# Problems to solve:
1: For the article on Argentina and Latvia, state whether each statement agrees with it: (a) Latvia received bailout money from the IMF and EU; (b) unemployment in Argentina peaked at 12%; (c) Argentina's growth before its crash came mainly from exports. Answer yes or no for each, quoting the deciding words exactly.
2: Copy the stretch of the article on Argentina and Latvia from "The cycles both" through "Portugal and Ireland.", word for word.

# Supplied text:
________

But their rise and busts came for the same reasons. By harnessing their economies to currencies used in countries with low inflation, Argentina and Latvia were able to borrow at extremely favorable rates of interest. Credit exploded in both nations. In the three years before their economies crashed, Argentina grew at nearly 6% a year, and Latvia expanded at almost 11%.
That big growth came not from selling more goods to other nations, but from a boom in real estate and domestic services. The rise in prices and wages pounded their exports, and made imports far cheaper than goods they produced at home. Neither country could devalue to lower the prices of its exports so it could compete on global markets.
In fact, for Argentina, the dollar -- and hence the peso -- kept rising after Brazil devalued in 2001, rendering Argentina hopelessly uncompetitive. For Latvia, it was the global financial crisis that ended the flow of easy money that had made it the fastest-growing developing nation in Europe in the mid-to-late 2000s.
The cycles both countries experienced are extremely similar to the damage wrought by an overvalued currency in Greece, Italy, Spain, Portugal and Ireland.
So how have Argentina and Latvia performed since choosing between the "Exit" and "Tough it out" approaches? After its devaluation in January of 2002, Argentina's GDP went into freefall, unemployment reached 20%, and the peso dropped to four to the dollar. But amazingly, Argentina was growing briskly again by the fourth quarter of 2002. And by 2004 -- a mere ten quarters from the onset of its recession-turned-depression -- its GDP had climbed back to its previous peak. From 2002 to 2011, its output jumped 94%, or over 40% adjusted for inflation, the fastest number in the Western Hemisphere, and twice the pace of Brazil.
Argentina is far from a miracle. Its inflation is surging again, and it's despised by international investors since defaulting on $100 billion in foreign debt. Indeed, it put plenty of pain on other nations and creditors. Don't bet that a Greece or Italy will refrain from doing the same if it can stage an Argentinian-scale comeback.
In Latvia, GDP fell over 22% in 2008 and 2009. But it still chose to remain tied to the euro, especially since the IMF and EU granted it 7.5 billion euros in bailout funds, almost 40% of current GDP. It's done a good job increasing its productivity by guiding investment into such areas as computers and pharmaceuticals. It also grew about 5% in 2011, though the rate is projected to fall to 1% or less this year.
Still, Latvia is stuck with a currency that's far too expensive to allow the kind of export explosion that rescued Argentina. It faces years of slogging to get back to the kind of prosperity Argentina regained so fast. Unemployment stands at 12%, and the IMF projects that Latvia won't see a return to total output it posted at the peak in 2008, adjusted for inflation, until at least 2016.
The question is whether Europe's weaklings are willing to suffer through the kind of long, grueling process Latvia adopted to slowly restore its competitiveness. So far, their reforms are scant.
"It's the dilemma that Greece and the others are now facing," says Stancil. "The ailing nations are starting to figure out what the other path is, and that it's extremely tempting. It's painful, but it may be the best of only bad options."
If those countries decide to do what's best for them, not what they're being told, the "Exit route" will prevail. For every month the crisis lingers, the more alluring the exit looks.

________

# Supplied information:

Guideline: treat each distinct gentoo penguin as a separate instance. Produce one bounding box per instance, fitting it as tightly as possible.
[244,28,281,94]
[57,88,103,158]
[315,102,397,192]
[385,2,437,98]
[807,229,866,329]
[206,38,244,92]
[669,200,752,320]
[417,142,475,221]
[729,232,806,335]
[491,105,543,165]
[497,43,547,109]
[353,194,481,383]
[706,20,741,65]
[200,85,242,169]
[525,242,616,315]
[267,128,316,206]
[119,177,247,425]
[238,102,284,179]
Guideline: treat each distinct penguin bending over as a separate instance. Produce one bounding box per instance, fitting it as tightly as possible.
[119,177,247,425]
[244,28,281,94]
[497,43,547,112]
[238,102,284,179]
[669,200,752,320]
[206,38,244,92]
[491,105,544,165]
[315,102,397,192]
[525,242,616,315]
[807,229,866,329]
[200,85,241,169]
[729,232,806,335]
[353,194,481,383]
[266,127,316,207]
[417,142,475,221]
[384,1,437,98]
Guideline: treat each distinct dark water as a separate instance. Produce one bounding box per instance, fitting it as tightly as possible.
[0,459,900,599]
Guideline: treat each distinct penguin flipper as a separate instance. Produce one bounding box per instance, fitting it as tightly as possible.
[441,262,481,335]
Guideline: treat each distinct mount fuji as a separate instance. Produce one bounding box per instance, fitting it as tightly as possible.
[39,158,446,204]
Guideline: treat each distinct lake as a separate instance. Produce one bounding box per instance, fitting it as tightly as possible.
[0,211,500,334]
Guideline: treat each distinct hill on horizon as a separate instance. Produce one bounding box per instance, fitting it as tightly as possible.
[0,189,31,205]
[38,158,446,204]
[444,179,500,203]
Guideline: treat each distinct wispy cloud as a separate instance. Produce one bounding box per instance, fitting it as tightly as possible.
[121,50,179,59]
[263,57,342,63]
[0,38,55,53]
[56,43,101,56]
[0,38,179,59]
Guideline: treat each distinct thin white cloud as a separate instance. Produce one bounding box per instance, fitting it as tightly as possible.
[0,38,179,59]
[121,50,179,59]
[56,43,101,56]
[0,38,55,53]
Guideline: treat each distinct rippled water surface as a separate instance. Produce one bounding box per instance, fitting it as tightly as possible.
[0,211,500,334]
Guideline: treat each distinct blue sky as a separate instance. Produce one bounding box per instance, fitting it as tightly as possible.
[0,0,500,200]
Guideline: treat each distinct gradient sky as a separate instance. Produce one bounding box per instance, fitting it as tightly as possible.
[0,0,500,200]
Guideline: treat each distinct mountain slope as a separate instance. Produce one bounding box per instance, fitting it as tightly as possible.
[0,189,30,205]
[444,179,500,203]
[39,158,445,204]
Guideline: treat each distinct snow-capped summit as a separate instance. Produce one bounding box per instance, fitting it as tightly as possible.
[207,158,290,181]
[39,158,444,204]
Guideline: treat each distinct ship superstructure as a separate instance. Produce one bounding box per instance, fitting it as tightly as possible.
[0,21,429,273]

________

# Task-by-task answers:
1:
(a) Yes: "the IMF and EU granted it 7.5 billion euros in bailout funds"
(b) No: "unemployment reached 20%"
(c) No: "That big growth came not from selling more goods to other nations, but from a boom in real estate and domestic services."

2:
The cycles both countries experienced are extremely similar to the damage wrought by an overvalued currency in Greece, Italy, Spain, Portugal and Ireland.